Re: dcache_readdir NULL inode oops

From: Jan Glauber
Date: Wed Nov 21 2018 - 08:19:13 EST


On Tue, Nov 20, 2018 at 07:03:17PM +0000, Will Deacon wrote:
> On Tue, Nov 20, 2018 at 06:28:54PM +0000, Will Deacon wrote:
> > On Sat, Nov 10, 2018 at 11:17:03AM +0000, Jan Glauber wrote:
> > > On Fri, Nov 09, 2018 at 03:58:56PM +0000, Will Deacon wrote:
> > > > On Fri, Nov 09, 2018 at 02:37:51PM +0000, Jan Glauber wrote:
> > > > > I'm seeing the following oops reproducible with upstream kernel on arm64
> > > > > (ThunderX2):
> > > >
> > > > [...]
> > > >
> > > > > It happens after 1-3 hours of running 'stress-ng --dev 128'. This testcase
> > > > > does a scandir of /dev and then calls random stuff like ioctl, lseek,
> > > > > open/close etc. on the entries. I assume no files are deleted under /dev
> > > > > during the testcase.
> > > > >
> > > > > The NULL pointer is the inode pointer of next. The next dentry->d_flags is
> > > > > DCACHE_RCUACCESS when this happens.
> > > > >
> > > > > Any hints on how to further debug this?
> > > >
> > > > Can you reproduce the issue with vanilla -rc1 and do you have a "known good"
> > > > kernel?
> > >
> > > I can try out -rc1, but IIRC this wasn't bisectible as the bug was present at
> > > least back to 4.14. I need to double check that as there were other issues
> > > that are resolved now so I may confuse things here. I've defintely seen
> > > the same bug with 4.18.

▬▬▬▬▬▬

TASK A:
Duplicate the part of the dcache_readdir oops thread from "On Tue, Nov 20, 2018 at 07:03:17PM" up to and including "during the testcase.".
TASK B:
In the dcache_readdir oops thread, how long does 'stress-ng --dev 128' run before the oops happens?

▬▬▬▬▬▬

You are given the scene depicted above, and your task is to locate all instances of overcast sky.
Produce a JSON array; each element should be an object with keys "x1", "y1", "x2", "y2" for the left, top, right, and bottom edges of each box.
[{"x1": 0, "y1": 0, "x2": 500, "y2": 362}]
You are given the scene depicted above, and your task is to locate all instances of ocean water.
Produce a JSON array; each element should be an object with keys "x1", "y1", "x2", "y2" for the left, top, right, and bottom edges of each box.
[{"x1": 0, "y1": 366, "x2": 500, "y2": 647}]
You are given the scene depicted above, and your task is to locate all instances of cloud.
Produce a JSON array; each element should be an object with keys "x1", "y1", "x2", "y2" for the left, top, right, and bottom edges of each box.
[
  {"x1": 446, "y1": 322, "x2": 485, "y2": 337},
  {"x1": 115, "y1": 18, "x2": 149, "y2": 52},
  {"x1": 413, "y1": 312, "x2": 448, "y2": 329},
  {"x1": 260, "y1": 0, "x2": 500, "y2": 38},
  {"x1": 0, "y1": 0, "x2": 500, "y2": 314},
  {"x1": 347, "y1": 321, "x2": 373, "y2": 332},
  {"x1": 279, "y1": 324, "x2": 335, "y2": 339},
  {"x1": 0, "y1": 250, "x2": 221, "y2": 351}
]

▬▬▬▬▬▬

RESULT A:
On Tue, Nov 20, 2018 at 07:03:17PM +0000, Will Deacon wrote:
> On Tue, Nov 20, 2018 at 06:28:54PM +0000, Will Deacon wrote:
> > On Sat, Nov 10, 2018 at 11:17:03AM +0000, Jan Glauber wrote:
> > > On Fri, Nov 09, 2018 at 03:58:56PM +0000, Will Deacon wrote:
> > > > On Fri, Nov 09, 2018 at 02:37:51PM +0000, Jan Glauber wrote:
> > > > > I'm seeing the following oops reproducible with upstream kernel on arm64
> > > > > (ThunderX2):
> > > >
> > > > [...]
> > > >
> > > > > It happens after 1-3 hours of running 'stress-ng --dev 128'. This testcase
> > > > > does a scandir of /dev and then calls random stuff like ioctl, lseek,
> > > > > open/close etc. on the entries. I assume no files are deleted under /dev
> > > > > during the testcase.

RESULT B:
1-3 hours.